Passage to read
— Start —
Let $G$ act transitively on a set $A$. Show that if there is some $\alpha\in A$ such that $G_\alpha=\{1\}$, then $G_\beta=\{1\}$ for all $\beta\in A$

Question

Question: Let $G$ be a group acting transitively on a set $A$. Show that if there is some $\alpha\in A$ such that $G_\alpha=\{1\}$, then $G_\beta=\{1\}$ for all $\beta\in A$.

My thoughts: Since $G$ acts transitively on $A$, there exist $a,b\in A$ such that $g\cdot a=b$, by definition of transitive actions. As $G_\alpha=\{1\}$, we have that $g\cdot\alpha=\alpha$, so I need to try and see if I replace $\alpha$ with any element of $A$, then the result still holds. I'm assuming that this comes from us only having a single orbit, since the action is transitive, but I am having some issues "rigorously" proving it. Any help is greatly appreciated! Thank you.

Answer 1

Let us do this explicitly, let us break down all the definitions, since $G$ is a transitive action, we have that there is a single orbit, that is given $x,y\in A$ there is some $g\in G$ such that $gx=y$. Let us also recall the definition of the stabilizer, we have that $G_x=\{g\in G:gx=x\}$.

Now say that we have $G_\alpha=\{1\}$, now let $\beta\in A$, let us show that $G_\beta=\{1\}$. Thus, let $g\in G_\beta$ (our goal will be to show that $g=1$). Thus, we have that $g\beta=\beta$. Now we have that there is some $h\in G$ such that $h\alpha=\beta$ (equivalently we will have that $h^{-1}\beta=\alpha$), so we will have that $gh\alpha=\beta$, and then multiplying by $h^{-1}$ on the left again, we conclude that $h^{-1}gh\alpha=h^{-1}\beta=\alpha$. Thus, we will have that $h^{-1}gh\in G_\alpha=\{1\}$. Thus, we conclude that $h^{-1}gh=1$, and from this we conclude that $g=1$.

Answer 2

Hint: There exists $h\in G$ such that $h\alpha=\beta$. Now, if $g\beta=\beta$, what can you deduce for $\alpha$?
— End —
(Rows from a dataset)
— Start —
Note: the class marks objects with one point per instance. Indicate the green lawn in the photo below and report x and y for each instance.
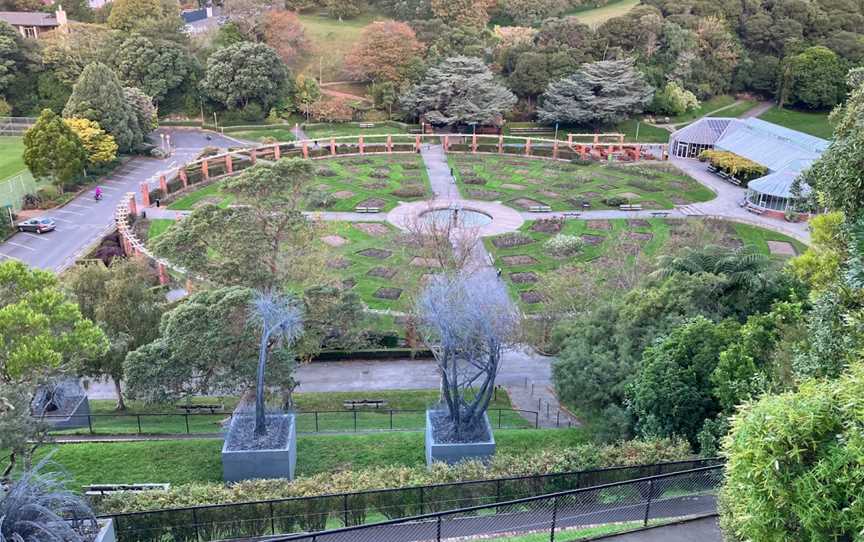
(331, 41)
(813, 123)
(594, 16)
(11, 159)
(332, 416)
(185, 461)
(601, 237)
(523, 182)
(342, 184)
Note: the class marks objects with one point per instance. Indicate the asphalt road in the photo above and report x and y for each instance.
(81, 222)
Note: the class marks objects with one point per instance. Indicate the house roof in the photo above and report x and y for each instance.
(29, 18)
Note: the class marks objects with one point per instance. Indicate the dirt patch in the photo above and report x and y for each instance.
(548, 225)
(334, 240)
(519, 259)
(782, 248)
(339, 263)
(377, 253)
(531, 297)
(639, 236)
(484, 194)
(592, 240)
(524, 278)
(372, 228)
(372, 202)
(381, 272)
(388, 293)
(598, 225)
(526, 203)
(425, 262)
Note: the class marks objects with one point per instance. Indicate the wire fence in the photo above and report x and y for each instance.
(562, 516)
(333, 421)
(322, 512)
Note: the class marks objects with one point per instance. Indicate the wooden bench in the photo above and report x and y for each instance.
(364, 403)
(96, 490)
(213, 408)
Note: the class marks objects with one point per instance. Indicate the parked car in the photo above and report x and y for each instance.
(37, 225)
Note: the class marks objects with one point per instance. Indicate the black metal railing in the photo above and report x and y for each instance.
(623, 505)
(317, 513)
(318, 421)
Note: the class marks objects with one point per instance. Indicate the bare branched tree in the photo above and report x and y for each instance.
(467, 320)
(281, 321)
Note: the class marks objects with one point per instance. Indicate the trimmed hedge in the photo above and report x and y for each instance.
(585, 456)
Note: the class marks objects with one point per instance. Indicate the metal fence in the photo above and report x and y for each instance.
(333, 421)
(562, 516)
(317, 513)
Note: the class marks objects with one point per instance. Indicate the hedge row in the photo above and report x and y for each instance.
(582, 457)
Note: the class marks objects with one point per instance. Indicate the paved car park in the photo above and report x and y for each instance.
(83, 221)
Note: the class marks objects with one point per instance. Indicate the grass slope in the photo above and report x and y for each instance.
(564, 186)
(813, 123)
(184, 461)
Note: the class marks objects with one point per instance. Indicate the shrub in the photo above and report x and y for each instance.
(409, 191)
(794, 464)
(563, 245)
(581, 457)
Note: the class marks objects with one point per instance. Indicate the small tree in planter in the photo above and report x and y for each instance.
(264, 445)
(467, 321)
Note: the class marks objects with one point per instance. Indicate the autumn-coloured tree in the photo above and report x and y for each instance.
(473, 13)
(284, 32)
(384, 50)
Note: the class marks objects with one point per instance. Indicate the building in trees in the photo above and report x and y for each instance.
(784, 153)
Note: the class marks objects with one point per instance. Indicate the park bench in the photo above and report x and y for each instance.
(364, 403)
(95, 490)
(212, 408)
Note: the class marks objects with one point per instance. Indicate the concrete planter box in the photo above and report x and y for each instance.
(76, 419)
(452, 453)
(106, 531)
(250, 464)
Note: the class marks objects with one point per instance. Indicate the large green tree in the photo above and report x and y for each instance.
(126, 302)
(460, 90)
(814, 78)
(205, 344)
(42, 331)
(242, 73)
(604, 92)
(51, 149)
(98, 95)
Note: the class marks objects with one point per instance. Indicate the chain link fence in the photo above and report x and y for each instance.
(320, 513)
— End —
Work to complete
1. Please translate this sentence from the group action thread into Spanish: "Thus, we conclude that $h^{-1}gh=1$, and from this we conclude that $g=1$."
2. In Answer 1 of the group action thread, what does it mean for $G$ to be a transitive action?
3. Explain why, in Answer 1 of the group action thread, the element $h^{-1}gh$ lies in $G_\alpha$.

Task-by-task results
1. Así, concluimos que $h^{-1}gh=1$, y de esto concluimos que $g=1$.

2. There is a single orbit: given $x,y\in A$, there is some $g\in G$ such that $gx=y$.

3. Since $h\alpha=\beta$ and $g\beta=\beta$, we get $gh\alpha=\beta$. Multiplying on the left by $h^{-1}$ gives $h^{-1}gh\alpha=h^{-1}\beta=\alpha$, so $h^{-1}gh$ fixes $\alpha$ and therefore belongs to the stabilizer $G_\alpha$.